Nokta etiketleme kümesinden kayıtlar
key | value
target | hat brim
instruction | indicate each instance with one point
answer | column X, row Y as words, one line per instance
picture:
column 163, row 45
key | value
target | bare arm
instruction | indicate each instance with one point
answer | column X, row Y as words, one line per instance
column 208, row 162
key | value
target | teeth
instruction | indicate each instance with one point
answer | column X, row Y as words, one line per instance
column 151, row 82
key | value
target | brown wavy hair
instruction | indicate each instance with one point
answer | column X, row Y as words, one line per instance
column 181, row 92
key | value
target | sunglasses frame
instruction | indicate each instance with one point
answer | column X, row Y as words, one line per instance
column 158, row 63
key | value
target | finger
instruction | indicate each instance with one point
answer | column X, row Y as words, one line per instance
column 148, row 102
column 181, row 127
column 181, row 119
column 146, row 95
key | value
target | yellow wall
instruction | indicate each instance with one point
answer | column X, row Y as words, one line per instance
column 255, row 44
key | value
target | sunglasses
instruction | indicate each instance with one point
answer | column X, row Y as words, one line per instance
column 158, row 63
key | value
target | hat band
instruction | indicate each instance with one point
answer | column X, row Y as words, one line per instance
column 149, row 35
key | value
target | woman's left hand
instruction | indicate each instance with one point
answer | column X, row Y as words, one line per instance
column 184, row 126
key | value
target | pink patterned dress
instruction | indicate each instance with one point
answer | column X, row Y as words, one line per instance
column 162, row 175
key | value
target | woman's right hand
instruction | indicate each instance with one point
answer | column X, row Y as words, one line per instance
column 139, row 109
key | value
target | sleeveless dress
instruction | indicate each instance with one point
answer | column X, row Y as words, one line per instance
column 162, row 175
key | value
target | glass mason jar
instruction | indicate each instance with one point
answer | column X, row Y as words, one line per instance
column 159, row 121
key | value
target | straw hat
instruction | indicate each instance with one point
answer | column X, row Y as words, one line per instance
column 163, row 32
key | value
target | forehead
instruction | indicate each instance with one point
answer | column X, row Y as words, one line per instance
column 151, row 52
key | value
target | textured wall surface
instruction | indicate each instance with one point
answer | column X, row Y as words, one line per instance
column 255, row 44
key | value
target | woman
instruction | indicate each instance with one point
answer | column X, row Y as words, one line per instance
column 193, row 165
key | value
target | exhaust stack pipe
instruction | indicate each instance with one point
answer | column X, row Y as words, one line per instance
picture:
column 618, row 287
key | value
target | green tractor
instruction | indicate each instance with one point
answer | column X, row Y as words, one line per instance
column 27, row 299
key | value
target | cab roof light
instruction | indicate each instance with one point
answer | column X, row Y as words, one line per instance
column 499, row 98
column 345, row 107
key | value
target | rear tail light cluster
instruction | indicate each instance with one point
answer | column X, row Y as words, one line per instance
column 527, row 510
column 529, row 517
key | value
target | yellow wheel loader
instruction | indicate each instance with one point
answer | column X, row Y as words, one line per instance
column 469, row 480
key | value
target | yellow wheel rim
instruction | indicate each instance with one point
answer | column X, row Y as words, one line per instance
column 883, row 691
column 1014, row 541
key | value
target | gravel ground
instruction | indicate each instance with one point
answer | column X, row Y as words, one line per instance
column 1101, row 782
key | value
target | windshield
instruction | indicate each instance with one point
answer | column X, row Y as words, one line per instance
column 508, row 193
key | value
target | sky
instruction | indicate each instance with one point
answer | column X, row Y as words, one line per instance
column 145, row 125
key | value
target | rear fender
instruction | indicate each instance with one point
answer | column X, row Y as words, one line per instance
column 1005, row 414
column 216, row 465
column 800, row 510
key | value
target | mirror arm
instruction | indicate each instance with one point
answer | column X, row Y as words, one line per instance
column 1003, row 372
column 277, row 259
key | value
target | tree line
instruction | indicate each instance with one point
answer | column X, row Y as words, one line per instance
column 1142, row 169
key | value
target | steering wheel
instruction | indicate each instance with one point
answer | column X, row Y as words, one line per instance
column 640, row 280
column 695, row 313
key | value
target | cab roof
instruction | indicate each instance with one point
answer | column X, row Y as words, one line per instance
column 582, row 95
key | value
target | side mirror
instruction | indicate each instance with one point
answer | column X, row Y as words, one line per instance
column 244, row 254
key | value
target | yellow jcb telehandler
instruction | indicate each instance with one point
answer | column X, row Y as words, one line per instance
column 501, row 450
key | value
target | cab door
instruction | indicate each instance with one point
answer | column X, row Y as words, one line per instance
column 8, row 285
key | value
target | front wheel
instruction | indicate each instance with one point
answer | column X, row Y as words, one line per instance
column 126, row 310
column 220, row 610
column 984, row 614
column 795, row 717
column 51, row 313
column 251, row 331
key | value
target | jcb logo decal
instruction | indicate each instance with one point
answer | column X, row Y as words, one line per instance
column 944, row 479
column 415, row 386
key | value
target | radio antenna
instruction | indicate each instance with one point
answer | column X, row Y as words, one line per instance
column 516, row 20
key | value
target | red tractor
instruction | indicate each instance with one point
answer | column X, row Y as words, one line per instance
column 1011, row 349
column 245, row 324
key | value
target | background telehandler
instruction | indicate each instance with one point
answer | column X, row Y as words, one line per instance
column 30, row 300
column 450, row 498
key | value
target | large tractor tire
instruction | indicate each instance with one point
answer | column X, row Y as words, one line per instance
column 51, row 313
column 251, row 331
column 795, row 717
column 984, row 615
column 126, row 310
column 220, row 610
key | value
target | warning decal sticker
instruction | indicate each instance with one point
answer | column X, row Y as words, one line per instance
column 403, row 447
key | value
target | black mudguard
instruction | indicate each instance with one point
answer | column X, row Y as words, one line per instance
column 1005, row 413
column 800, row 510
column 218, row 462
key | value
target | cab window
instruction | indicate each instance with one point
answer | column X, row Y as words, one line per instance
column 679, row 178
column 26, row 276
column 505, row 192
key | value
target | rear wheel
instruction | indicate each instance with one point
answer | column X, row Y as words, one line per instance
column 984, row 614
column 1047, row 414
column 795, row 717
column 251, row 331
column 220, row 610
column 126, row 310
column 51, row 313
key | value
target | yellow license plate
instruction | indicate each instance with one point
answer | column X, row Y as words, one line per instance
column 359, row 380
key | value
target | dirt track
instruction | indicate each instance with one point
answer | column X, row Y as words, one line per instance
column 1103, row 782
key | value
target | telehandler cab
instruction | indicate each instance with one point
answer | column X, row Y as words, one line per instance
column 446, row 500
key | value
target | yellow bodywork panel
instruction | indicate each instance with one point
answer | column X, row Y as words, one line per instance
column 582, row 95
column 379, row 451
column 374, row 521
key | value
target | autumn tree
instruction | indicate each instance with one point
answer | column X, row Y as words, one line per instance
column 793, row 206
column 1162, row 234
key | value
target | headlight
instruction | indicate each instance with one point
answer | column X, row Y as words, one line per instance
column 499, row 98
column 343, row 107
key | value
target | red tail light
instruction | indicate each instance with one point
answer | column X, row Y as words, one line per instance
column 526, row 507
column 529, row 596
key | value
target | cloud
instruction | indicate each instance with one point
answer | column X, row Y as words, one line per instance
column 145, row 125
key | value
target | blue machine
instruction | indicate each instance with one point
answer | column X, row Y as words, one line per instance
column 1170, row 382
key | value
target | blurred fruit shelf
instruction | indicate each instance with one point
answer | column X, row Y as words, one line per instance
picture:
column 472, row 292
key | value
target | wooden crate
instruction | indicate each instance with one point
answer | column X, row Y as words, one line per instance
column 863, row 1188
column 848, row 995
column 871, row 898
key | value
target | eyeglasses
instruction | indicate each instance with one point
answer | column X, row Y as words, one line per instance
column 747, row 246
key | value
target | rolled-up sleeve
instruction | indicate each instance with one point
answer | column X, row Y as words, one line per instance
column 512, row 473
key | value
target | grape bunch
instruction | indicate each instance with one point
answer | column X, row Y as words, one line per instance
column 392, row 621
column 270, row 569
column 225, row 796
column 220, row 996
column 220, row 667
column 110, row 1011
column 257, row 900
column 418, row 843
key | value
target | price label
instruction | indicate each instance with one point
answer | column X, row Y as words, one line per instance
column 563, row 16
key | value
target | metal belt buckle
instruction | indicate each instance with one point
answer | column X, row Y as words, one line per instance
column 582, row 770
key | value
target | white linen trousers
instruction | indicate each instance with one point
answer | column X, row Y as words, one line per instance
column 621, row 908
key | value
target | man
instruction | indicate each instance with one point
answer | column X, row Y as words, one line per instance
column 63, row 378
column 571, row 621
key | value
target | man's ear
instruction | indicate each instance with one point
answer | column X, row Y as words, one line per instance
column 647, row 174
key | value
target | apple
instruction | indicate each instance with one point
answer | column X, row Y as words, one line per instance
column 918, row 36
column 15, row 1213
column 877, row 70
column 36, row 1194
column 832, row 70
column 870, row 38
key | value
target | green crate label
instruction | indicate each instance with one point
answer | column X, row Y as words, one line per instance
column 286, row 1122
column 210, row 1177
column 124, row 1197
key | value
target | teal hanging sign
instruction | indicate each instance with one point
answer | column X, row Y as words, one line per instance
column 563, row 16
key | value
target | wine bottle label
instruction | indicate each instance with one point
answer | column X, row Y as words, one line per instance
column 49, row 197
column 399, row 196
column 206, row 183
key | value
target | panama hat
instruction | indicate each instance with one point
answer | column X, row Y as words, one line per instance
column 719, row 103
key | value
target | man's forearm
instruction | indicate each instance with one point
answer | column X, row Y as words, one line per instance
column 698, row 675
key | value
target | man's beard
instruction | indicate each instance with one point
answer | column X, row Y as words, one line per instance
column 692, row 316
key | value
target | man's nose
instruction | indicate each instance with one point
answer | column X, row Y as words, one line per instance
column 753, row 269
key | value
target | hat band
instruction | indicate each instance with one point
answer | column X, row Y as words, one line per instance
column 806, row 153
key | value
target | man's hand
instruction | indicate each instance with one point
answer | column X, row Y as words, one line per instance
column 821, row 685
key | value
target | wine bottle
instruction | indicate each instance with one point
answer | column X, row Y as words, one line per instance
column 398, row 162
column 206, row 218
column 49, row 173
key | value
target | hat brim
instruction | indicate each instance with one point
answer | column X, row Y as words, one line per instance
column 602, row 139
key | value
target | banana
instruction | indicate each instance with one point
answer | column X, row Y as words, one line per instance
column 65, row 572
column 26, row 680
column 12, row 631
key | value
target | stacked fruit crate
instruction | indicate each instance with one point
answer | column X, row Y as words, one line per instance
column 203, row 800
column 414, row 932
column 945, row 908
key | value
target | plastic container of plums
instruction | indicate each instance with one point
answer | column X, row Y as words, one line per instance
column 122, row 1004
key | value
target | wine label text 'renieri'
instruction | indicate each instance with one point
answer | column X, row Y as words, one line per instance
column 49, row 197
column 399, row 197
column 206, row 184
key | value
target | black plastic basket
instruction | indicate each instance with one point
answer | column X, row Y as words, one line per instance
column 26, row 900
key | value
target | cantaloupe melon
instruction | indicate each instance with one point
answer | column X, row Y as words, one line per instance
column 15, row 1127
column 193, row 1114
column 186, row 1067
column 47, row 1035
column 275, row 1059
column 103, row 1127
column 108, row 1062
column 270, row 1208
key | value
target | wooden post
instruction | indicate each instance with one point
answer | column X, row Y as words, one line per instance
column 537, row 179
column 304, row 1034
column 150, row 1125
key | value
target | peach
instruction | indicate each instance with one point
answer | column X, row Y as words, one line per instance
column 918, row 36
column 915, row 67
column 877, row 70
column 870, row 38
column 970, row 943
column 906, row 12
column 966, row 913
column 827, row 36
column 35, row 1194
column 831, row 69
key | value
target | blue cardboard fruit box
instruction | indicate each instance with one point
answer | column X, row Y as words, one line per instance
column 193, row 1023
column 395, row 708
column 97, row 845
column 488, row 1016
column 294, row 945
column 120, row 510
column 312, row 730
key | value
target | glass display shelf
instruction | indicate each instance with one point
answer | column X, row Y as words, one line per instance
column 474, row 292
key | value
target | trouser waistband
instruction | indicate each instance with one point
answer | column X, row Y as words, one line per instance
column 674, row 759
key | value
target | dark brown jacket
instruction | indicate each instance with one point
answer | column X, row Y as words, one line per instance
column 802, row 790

Yazılı alıştırma
Baştan "column 149, row 35" geçen satıra kadar, o satır da dahil olmak üzere, satırları "indicate" yerine "mark" koyarak yeniden yaz. Başka hiçbir şeyi değiştirme.

Alıştırma çıktısı
key | value
target | hat brim
instruction | mark each instance with one point
answer | column X, row Y as words, one line per instance
picture:
column 163, row 45
key | value
target | bare arm
instruction | mark each instance with one point
answer | column X, row Y as words, one line per instance
column 208, row 162
key | value
target | teeth
instruction | mark each instance with one point
answer | column X, row Y as words, one line per instance
column 151, row 82
key | value
target | brown wavy hair
instruction | mark each instance with one point
answer | column X, row Y as words, one line per instance
column 181, row 92
key | value
target | sunglasses frame
instruction | mark each instance with one point
answer | column X, row Y as words, one line per instance
column 158, row 63
key | value
target | finger
instruction | mark each instance with one point
answer | column X, row Y as words, one line per instance
column 148, row 102
column 181, row 127
column 181, row 119
column 146, row 95
key | value
target | yellow wall
instruction | mark each instance with one point
answer | column X, row Y as words, one line per instance
column 255, row 44
key | value
target | sunglasses
instruction | mark each instance with one point
answer | column X, row Y as words, one line per instance
column 158, row 63
key | value
target | hat band
instruction | mark each instance with one point
answer | column X, row Y as words, one line per instance
column 149, row 35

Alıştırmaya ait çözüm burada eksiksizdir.